■ **Given entries**:

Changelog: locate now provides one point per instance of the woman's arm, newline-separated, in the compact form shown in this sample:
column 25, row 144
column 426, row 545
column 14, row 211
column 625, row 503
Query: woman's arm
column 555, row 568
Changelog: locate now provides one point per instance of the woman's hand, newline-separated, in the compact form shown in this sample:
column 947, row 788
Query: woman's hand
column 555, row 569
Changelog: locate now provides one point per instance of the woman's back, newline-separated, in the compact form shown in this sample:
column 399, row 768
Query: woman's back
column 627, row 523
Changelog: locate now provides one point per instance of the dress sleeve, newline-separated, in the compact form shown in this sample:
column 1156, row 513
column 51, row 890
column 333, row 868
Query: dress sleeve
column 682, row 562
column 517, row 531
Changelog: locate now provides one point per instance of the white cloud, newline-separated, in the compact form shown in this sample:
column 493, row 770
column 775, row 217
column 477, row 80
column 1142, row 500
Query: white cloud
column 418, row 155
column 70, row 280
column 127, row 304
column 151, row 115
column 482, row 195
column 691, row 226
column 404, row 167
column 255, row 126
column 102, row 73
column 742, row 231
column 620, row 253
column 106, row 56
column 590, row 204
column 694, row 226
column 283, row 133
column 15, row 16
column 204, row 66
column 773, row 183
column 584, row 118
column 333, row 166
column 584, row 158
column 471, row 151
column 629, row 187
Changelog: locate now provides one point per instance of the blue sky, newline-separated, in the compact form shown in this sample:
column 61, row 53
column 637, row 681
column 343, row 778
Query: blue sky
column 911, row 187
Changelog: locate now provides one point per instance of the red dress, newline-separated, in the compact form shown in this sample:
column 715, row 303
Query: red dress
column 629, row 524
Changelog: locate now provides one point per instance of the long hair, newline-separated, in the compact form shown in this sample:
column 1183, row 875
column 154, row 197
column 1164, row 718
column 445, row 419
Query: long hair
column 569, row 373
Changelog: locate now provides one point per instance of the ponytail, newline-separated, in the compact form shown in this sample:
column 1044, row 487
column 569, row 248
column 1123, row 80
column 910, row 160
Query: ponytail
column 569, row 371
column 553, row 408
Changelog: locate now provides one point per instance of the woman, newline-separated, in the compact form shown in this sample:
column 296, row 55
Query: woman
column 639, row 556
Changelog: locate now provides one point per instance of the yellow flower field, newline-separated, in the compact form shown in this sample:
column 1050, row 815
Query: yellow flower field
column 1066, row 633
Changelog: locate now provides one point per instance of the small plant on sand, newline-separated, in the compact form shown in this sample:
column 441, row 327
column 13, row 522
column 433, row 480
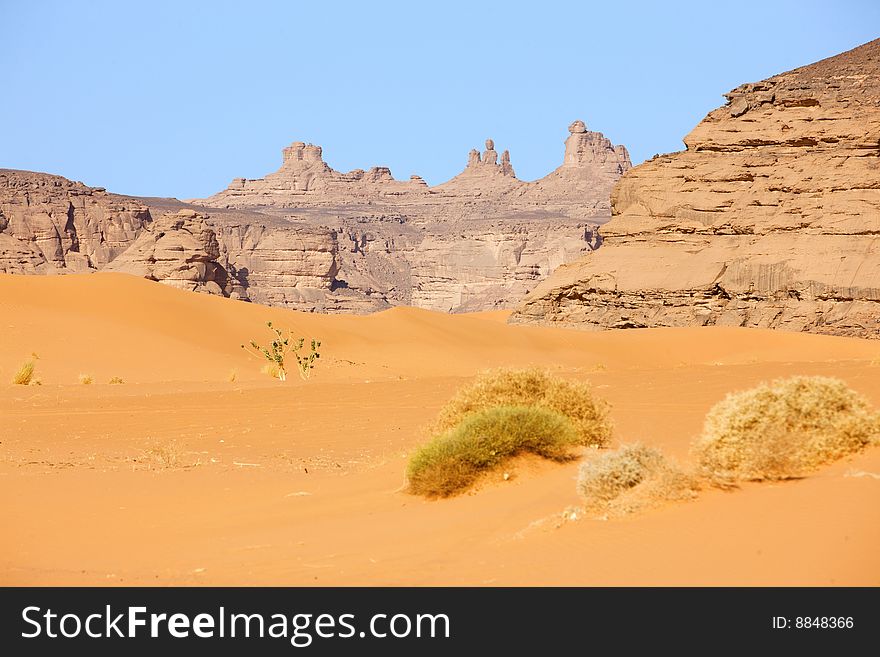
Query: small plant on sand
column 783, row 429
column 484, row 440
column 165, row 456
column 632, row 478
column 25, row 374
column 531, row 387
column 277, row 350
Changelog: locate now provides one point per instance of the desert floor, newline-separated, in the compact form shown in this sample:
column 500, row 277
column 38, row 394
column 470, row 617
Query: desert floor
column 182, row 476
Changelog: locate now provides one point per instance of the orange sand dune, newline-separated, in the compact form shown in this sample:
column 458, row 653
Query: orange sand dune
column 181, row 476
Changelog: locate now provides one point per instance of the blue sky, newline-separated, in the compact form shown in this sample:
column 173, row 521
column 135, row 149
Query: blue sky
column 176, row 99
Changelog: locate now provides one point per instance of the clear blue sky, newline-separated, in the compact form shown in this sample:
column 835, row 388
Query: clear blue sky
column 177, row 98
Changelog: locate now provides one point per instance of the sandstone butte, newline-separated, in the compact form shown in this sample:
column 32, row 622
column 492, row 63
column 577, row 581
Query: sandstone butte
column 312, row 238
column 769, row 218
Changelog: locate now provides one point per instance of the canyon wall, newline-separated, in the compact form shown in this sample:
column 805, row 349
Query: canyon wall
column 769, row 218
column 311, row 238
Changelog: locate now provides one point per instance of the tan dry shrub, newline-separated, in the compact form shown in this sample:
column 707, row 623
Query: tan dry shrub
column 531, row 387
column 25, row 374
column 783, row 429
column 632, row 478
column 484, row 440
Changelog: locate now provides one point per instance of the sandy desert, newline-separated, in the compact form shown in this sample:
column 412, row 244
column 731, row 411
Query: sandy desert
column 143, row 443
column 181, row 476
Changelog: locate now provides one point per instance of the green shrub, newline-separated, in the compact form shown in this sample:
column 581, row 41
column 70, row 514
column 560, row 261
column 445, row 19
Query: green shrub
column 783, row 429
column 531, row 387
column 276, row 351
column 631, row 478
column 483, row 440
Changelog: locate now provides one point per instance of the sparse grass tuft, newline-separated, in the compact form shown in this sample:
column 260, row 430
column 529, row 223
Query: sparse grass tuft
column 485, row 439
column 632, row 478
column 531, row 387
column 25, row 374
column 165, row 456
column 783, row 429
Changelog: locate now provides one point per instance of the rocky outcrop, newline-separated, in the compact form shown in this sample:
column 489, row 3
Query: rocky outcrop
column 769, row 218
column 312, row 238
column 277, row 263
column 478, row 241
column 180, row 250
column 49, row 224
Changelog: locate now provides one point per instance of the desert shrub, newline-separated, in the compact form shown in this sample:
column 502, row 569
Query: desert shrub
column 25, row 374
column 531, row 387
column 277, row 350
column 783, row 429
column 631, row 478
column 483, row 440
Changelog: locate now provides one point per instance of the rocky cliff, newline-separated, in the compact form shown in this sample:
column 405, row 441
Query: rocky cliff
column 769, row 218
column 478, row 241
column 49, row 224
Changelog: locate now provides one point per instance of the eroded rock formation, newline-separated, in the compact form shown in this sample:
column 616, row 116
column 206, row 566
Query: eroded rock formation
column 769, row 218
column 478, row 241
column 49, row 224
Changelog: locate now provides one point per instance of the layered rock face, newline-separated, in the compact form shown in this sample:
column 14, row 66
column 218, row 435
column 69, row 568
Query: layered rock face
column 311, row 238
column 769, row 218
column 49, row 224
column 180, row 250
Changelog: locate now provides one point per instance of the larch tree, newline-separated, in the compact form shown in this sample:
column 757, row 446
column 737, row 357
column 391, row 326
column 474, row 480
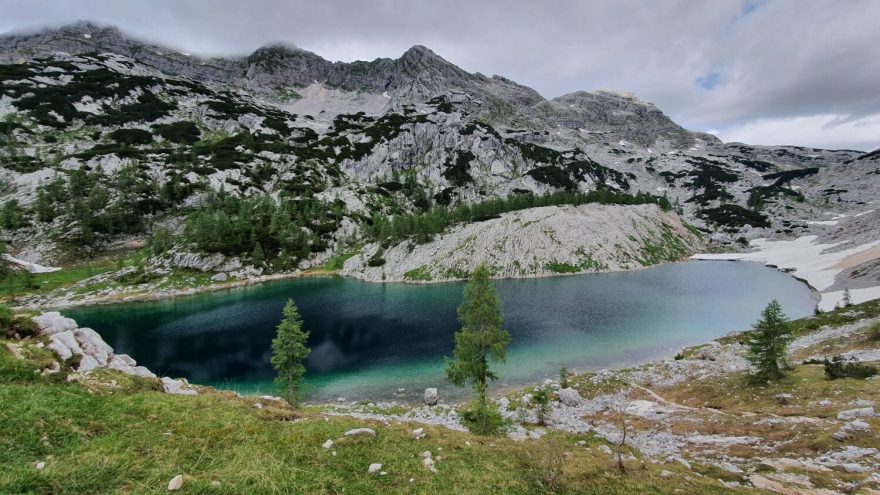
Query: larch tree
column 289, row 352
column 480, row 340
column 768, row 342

■ **Instruction**:
Render the entire material above as a numbered list with one line per item, omitting any blank lines. Leave the pictures out of the answer.

■ **The completed task**:
1. Changelog: locate now provides one point per instance of the woman's arm, newline-separated, in the compact form shown in this sample:
2. column 25, row 144
3. column 426, row 545
4. column 14, row 211
5. column 625, row 503
6. Query: woman's arm
7. column 555, row 568
8. Changelog: locate now provides one point per instance of the woman's hand, newline-separated, in the compact form shown in this sample:
9. column 947, row 788
10. Query: woman's hand
11. column 555, row 569
12. Changelog: locate now provides one point per instance of the woman's back, newline-separated, in the compact form shown in this sample:
13. column 399, row 768
14. Query: woman's back
15. column 627, row 523
16. Changelog: locate now provides one point per instance of the dress sleeve, newline-separated, in the compact form shown in this sample:
17. column 1156, row 513
18. column 51, row 890
19. column 333, row 868
20. Query: dress sleeve
21. column 682, row 562
22. column 517, row 531
23. Changelog: locate now provides one point per instance of the white cloud, newline-separated, in the compact form shown in this sample:
24. column 493, row 770
25. column 775, row 217
26. column 477, row 80
27. column 1142, row 500
28. Query: white cloud
29. column 418, row 155
30. column 70, row 280
31. column 127, row 304
32. column 151, row 115
33. column 482, row 195
34. column 691, row 226
35. column 404, row 167
36. column 255, row 126
37. column 102, row 73
38. column 742, row 231
39. column 620, row 253
40. column 106, row 56
41. column 590, row 204
42. column 694, row 226
43. column 283, row 133
44. column 15, row 16
45. column 204, row 66
46. column 773, row 183
47. column 584, row 118
48. column 333, row 166
49. column 584, row 158
50. column 471, row 151
51. column 629, row 187
52. Changelog: locate now provides one point per instance of the blue sky, newline-separated, in the compact form shown in this sample:
53. column 61, row 53
54. column 637, row 681
55. column 343, row 778
56. Query: blue sky
57. column 911, row 187
58. Changelog: locate now provides one point per instance of the red dress, newline-separated, in the compact form shown in this sample:
59. column 715, row 303
60. Query: red dress
61. column 629, row 524
62. Changelog: locate now provides one point per instance of the long hair, newline-separated, in the compact form shown in this sample:
63. column 1183, row 875
64. column 154, row 197
65. column 1164, row 718
66. column 445, row 419
67. Query: long hair
68. column 569, row 373
69. Changelog: locate now provides one point per instance of the ponytail, newline-separated, in the compact form shown in this sample:
70. column 1044, row 487
71. column 569, row 248
72. column 1123, row 80
73. column 910, row 160
74. Query: ponytail
75. column 569, row 371
76. column 553, row 408
77. Changelog: locate now provides one point per instance of the woman, newline-separated, in the compact form shown in this sample:
78. column 296, row 55
79. Query: woman
80. column 639, row 556
81. Changelog: locate now provides one point per instance of the yellow flower field, newline-separated, in the compact form shown in this sample:
82. column 1050, row 815
83. Query: yellow flower field
84. column 1066, row 633
85. Changelog: locate now provides one point per instance of the small plant on sand, newline-separated, in the compact form shown in this sample:
86. column 441, row 327
87. column 13, row 522
88. column 433, row 480
89. Query: small plant on sand
90. column 783, row 429
91. column 484, row 440
92. column 165, row 456
93. column 632, row 478
94. column 25, row 374
95. column 531, row 387
96. column 277, row 350
97. Changelog: locate now provides one point per instance of the desert floor, newline-separated, in the compact form shown in this sample:
98. column 500, row 277
99. column 38, row 394
100. column 470, row 617
101. Query: desert floor
102. column 182, row 476
103. Changelog: locate now provides one point per instance of the orange sand dune, newline-separated, in the compact form shown in this sample:
104. column 458, row 653
105. Query: orange sand dune
106. column 181, row 476
107. Changelog: locate now provides one point per instance of the blue sky, newline-separated, in the compact form shown in this sample:
108. column 173, row 521
109. column 135, row 149
110. Query: blue sky
111. column 176, row 99
112. Changelog: locate now provides one point per instance of the clear blue sky, newline-separated, in the compact form shown in this sample:
113. column 835, row 388
114. Query: clear blue sky
115. column 177, row 98
116. Changelog: locate now provides one point per instance of the sandstone butte, newline-separated, in the compact form shown in this sample:
117. column 32, row 622
118. column 492, row 63
119. column 577, row 581
120. Query: sandstone butte
121. column 312, row 238
122. column 769, row 218
123. Changelog: locate now provides one point per instance of the canyon wall, newline-separated, in the compact form shown in this sample:
124. column 805, row 349
125. Query: canyon wall
126. column 769, row 218
127. column 311, row 238
128. Changelog: locate now provides one point per instance of the tan dry shrub, newline-separated, in the compact form shown in this sample:
129. column 707, row 623
130. Query: tan dry shrub
131. column 531, row 387
132. column 25, row 374
133. column 783, row 429
134. column 632, row 478
135. column 484, row 440
136. Changelog: locate now provides one point per instance of the sandy desert, newline-separated, in the compact form shown in this sample:
137. column 412, row 244
138. column 731, row 411
139. Query: sandy desert
140. column 143, row 443
141. column 181, row 476
142. Changelog: locate now provides one point per instance of the green shrub, newline-separated, in the compact form shown in this sample:
143. column 581, row 41
144. column 70, row 514
145. column 560, row 261
146. column 445, row 19
147. Query: green shrub
148. column 783, row 429
149. column 531, row 387
150. column 276, row 351
151. column 631, row 478
152. column 483, row 440
153. Changelog: locate now provides one point per instance of the sparse grass tuft, newline-separated, in the compact form shown in this sample:
154. column 260, row 430
155. column 529, row 223
156. Query: sparse grass tuft
157. column 485, row 439
158. column 632, row 478
159. column 531, row 387
160. column 25, row 374
161. column 165, row 456
162. column 783, row 429
163. Changelog: locate now provides one point per instance of the rocky outcrop, newline-separated, in the compact form shown in this sample:
164. column 489, row 3
165. Query: rocky outcrop
166. column 769, row 218
167. column 312, row 238
168. column 277, row 263
169. column 478, row 241
170. column 180, row 250
171. column 49, row 224
172. Changelog: locate now provides one point per instance of the desert shrub, newline-separated, in the compact form shown in this sample:
173. column 502, row 569
174. Query: desert shrub
175. column 25, row 374
176. column 531, row 387
177. column 277, row 350
178. column 783, row 429
179. column 631, row 478
180. column 483, row 440
181. Changelog: locate now provides one point per instance of the rocky cliff, newline-separated, in the compact form shown in this sample:
182. column 405, row 441
183. Query: rocky cliff
184. column 769, row 218
185. column 478, row 241
186. column 49, row 224
187. Changelog: locate now provides one point per instance of the eroded rock formation, newline-separated, in the compact form shown in this sample:
188. column 616, row 116
189. column 206, row 566
190. Query: eroded rock formation
191. column 769, row 218
192. column 478, row 241
193. column 49, row 224
194. Changelog: locate now provides one point per instance of the layered rock face, newline-separated, in the compact form shown in this sample:
195. column 14, row 66
196. column 218, row 435
197. column 69, row 568
198. Query: layered rock face
199. column 311, row 238
200. column 769, row 218
201. column 49, row 224
202. column 180, row 250
203. Changelog: locate now provides one point per instance of the larch tree, newline-separated, in the compact form shown in this sample:
204. column 757, row 446
205. column 737, row 357
206. column 391, row 326
207. column 474, row 480
208. Query: larch tree
209. column 289, row 352
210. column 480, row 340
211. column 768, row 342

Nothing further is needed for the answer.